*Task requirements*:
• A. From the Form 8-K, write out word for word the part starting at "Check the appropriate" and ending at "(17 CFR 230.425)".
• B. What date does the Form 8-K give as the date of the earliest event reported?
• C. List every rule named in the checkbox provisions of the Form 8-K.

Form 8-K

 

 

UNITED STATES

SECURITIES AND EXCHANGE COMMISSION

Washington, D.C. 20549

 

 

FORM 8-K

 

 

CURRENT REPORT

Pursuant to Section 13 or 15(d) of

the Securities Exchange Act of 1934

Date of Report (Date of earliest event reported) July 29, 2011

 

 

Merck & Co., Inc.

(Exact Name of Registrant as Specified in Its Charter)

 

 

New Jersey

(State or Other Jurisdiction of Incorporation)

 

1-6571   22-1918501

(Commission

File Number)

 

(I.R.S. Employer

Identification No.)

One Merck Drive, PO Box 100, Whitehouse Station, NJ   08889-0100
(Address of Principal Executive Offices)   (Zip Code)

Registrant’s Telephone Number, Including Area Code (908) 423-1000

Not Applicable

(Former Name or Former Address, if Changed Since Last Report)

 

 

Check the appropriate box below if the Form 8-K filing is intended to simultaneously satisfy the filing obligation of the registrant under any of the following provisions:

 

¨ Written communications pursuant to Rule 425 under the Securities Act (17 CFR 230.425)

 

¨ Soliciting material pursuant to Rule 14a-12 under the Exchange Act (17 CFR 240.14a-12)

 

¨ Pre-commencement communications pursuant to Rule 14d-2(b) under the Exchange Act (17 CFR 240.14d-2(b))

 

¨ Pre-commencement communications pursuant to Rule 13e-4(c) under the Exchange Act (17 CFR 240.13e-4(c))

 

 

 


Item 2.02. Results of Operations and Financial Condition.

The following information, including the exhibits hereto, is being furnished pursuant to this Item 2.02.

[Pointing entries for named objects]
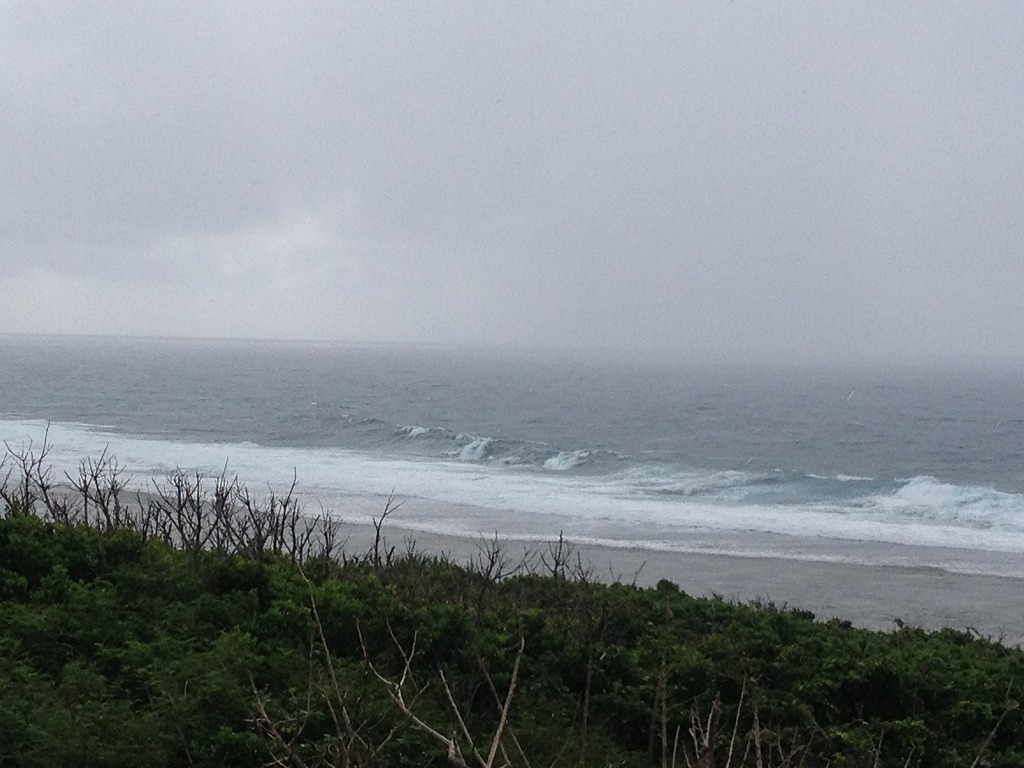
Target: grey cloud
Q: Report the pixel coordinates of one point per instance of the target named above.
(773, 179)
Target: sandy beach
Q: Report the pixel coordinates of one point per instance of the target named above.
(876, 597)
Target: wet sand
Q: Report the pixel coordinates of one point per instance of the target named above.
(876, 597)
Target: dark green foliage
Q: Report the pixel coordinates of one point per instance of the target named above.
(115, 650)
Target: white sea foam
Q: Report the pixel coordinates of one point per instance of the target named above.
(475, 451)
(565, 460)
(469, 496)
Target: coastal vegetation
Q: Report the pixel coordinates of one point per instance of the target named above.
(198, 625)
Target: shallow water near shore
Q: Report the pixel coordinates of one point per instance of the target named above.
(911, 468)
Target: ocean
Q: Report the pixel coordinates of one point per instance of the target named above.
(894, 466)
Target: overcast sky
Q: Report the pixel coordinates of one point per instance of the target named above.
(823, 180)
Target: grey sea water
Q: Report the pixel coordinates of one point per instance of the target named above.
(879, 465)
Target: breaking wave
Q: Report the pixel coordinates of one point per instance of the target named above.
(478, 484)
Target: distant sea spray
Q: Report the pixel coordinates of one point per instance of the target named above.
(925, 470)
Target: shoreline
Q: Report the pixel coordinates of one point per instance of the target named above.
(878, 597)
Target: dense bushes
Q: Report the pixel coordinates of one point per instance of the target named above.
(121, 650)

*Task-by-task results*:
• A.
Check the appropriate box below if the Form 8-K filing is intended to simultaneously satisfy the filing obligation of the registrant under any of the following provisions:

 

¨ Written communications pursuant to Rule 425 under the Securities Act (17 CFR 230.425)

• B. July 29, 2011

• C. Rule 425, Rule 14a-12, Rule 14d-2(b), Rule 13e-4(c)